Stored items:
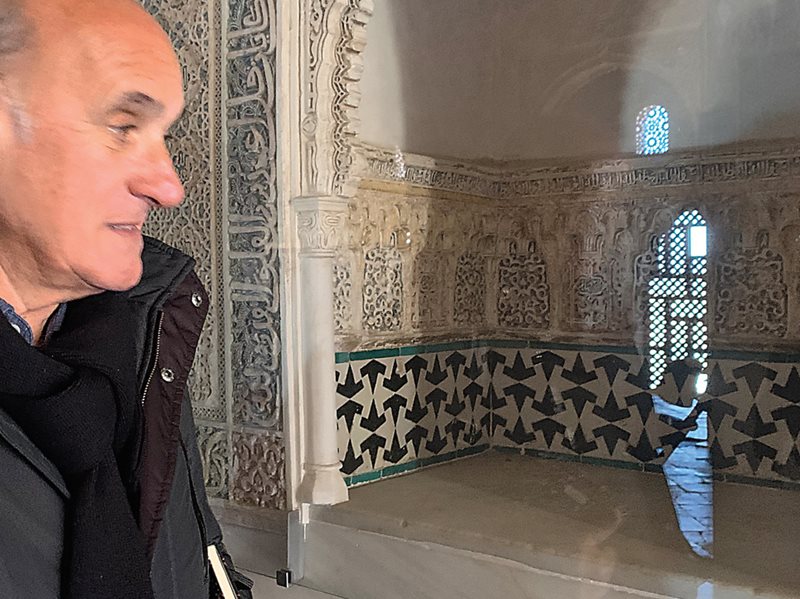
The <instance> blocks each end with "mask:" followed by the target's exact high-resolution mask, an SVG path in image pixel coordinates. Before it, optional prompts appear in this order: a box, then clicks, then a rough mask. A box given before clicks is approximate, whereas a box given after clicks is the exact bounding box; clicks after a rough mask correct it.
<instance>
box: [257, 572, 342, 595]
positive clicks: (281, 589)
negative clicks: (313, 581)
mask: <svg viewBox="0 0 800 599" xmlns="http://www.w3.org/2000/svg"><path fill="white" fill-rule="evenodd" d="M245 575H247V577H248V578H251V579H252V580H253V582H254V583H255V585H254V586H253V599H340V598H338V597H336V596H335V595H328V594H326V593H320V592H318V591H313V590H311V589H307V588H304V587H302V586H299V585H295V586H292V587H290V588H288V589H284V588H281V587H279V586H278V585H277V584H276V583H275V579H274V578H270V577H268V576H262V575H261V574H255V573H254V572H247V571H245Z"/></svg>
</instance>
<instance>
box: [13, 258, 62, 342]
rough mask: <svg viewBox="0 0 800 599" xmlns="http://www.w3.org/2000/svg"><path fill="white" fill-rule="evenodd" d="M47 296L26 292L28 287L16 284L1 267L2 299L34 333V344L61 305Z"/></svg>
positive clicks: (58, 302)
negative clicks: (45, 326) (49, 321)
mask: <svg viewBox="0 0 800 599" xmlns="http://www.w3.org/2000/svg"><path fill="white" fill-rule="evenodd" d="M47 295H48V294H42V293H35V292H33V291H32V290H26V286H25V285H24V284H20V283H19V282H17V283H16V284H14V280H13V278H12V277H9V276H8V275H7V273H6V272H5V270H4V269H3V268H2V267H0V298H3V300H4V301H5V302H6V303H7V304H9V305H10V306H11V307H12V308H13V309H14V312H15V313H16V314H17V316H19V317H20V318H22V319H23V320H24V321H25V322H26V323H27V324H28V326H29V327H30V328H31V331H32V332H33V341H34V343H38V342H39V340H40V339H41V337H42V333H43V331H44V327H45V324H47V320H48V319H49V318H50V316H52V315H53V313H54V312H55V311H56V309H57V308H58V306H59V304H60V303H61V302H60V301H59V300H57V299H50V298H48V297H47Z"/></svg>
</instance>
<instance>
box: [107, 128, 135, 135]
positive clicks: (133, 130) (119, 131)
mask: <svg viewBox="0 0 800 599" xmlns="http://www.w3.org/2000/svg"><path fill="white" fill-rule="evenodd" d="M108 128H109V130H111V131H112V132H113V133H116V134H117V135H119V136H120V137H127V136H128V134H129V133H132V132H133V131H135V130H136V125H109V127H108Z"/></svg>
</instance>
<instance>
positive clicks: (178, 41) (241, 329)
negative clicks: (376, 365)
mask: <svg viewBox="0 0 800 599" xmlns="http://www.w3.org/2000/svg"><path fill="white" fill-rule="evenodd" d="M225 2H227V4H225ZM142 3H143V4H144V6H145V8H146V9H147V10H149V11H150V12H151V13H152V14H154V15H155V16H156V18H157V19H158V20H159V21H160V22H161V24H162V25H163V27H164V28H165V29H166V30H167V32H168V33H169V35H170V37H171V39H172V40H173V44H174V45H175V48H176V49H177V52H178V56H179V58H180V60H181V64H182V66H183V71H184V79H185V86H186V110H185V112H184V115H183V116H182V118H181V119H180V121H179V122H178V123H177V124H176V125H175V127H174V130H173V136H174V141H173V142H171V143H172V146H171V148H170V149H171V151H172V154H173V159H174V161H175V164H176V167H177V168H178V171H179V173H180V175H181V178H182V180H183V181H184V183H185V185H186V191H187V198H186V201H185V202H184V203H183V204H182V205H181V207H180V208H178V209H176V210H173V211H170V212H164V213H159V214H156V215H154V220H153V221H152V222H151V223H150V224H149V229H148V231H149V233H150V234H152V235H154V236H156V237H159V238H161V239H164V240H165V241H166V242H168V243H171V244H173V245H176V246H178V247H179V248H181V249H182V250H184V251H186V252H187V253H189V254H191V255H193V256H194V257H195V259H196V260H197V271H198V273H199V275H200V277H201V279H202V281H203V283H204V284H205V285H206V287H207V288H208V289H209V292H210V296H211V298H212V300H213V301H212V306H211V309H210V311H209V318H208V323H207V326H206V328H205V330H204V332H203V336H202V337H201V342H200V347H199V350H198V356H197V359H196V361H195V371H194V372H193V374H192V383H191V392H192V398H193V408H194V413H195V418H196V420H197V422H198V427H199V431H198V438H199V443H200V449H201V453H202V454H203V458H204V472H205V475H206V484H207V486H208V488H209V492H210V494H211V495H214V496H216V497H221V498H224V499H232V500H234V501H238V502H243V503H248V504H254V505H261V506H265V507H272V508H281V507H282V506H284V505H285V503H286V497H285V482H284V481H285V472H284V462H285V459H284V457H283V454H284V449H283V438H282V405H281V398H280V393H281V389H280V372H281V344H280V301H279V298H280V279H279V274H280V262H279V256H278V250H279V247H280V245H279V238H278V204H277V191H276V171H277V166H276V160H277V155H276V146H277V138H276V134H275V81H276V78H275V55H276V52H275V40H276V32H277V29H276V28H277V23H276V20H275V3H274V0H211V1H207V2H206V1H200V0H179V1H175V2H166V3H165V2H158V1H156V0H143V1H142ZM223 75H224V77H223ZM223 82H225V84H224V85H223ZM243 424H244V425H247V426H248V430H250V431H251V433H248V434H247V435H245V434H244V433H239V432H237V433H233V430H234V428H236V427H239V426H240V425H243ZM237 430H239V429H238V428H237ZM231 438H233V440H234V442H233V446H230V445H229V444H230V439H231Z"/></svg>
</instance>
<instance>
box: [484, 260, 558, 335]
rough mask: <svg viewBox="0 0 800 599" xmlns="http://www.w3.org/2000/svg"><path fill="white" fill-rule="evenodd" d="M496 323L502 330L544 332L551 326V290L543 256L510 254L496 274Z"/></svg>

• [Problem description]:
When pictures appear in the records above, leave them out and reproduce exactly each line from the first through the line containing "positive clicks: (281, 589)", both included.

• [Expected answer]:
The <instance> blocks each end with "mask:" followed by the target's exact high-resolution mask, an SVG path in image pixel coordinates. Before it, optional prompts appear in this order: a box, then clicks, then a rough mask. A box given before clicks is approximate, whereas a box given after clicks is the exact bounding box; clicks after a rough mask correct it.
<instance>
box: [257, 572, 342, 595]
positive clicks: (281, 589)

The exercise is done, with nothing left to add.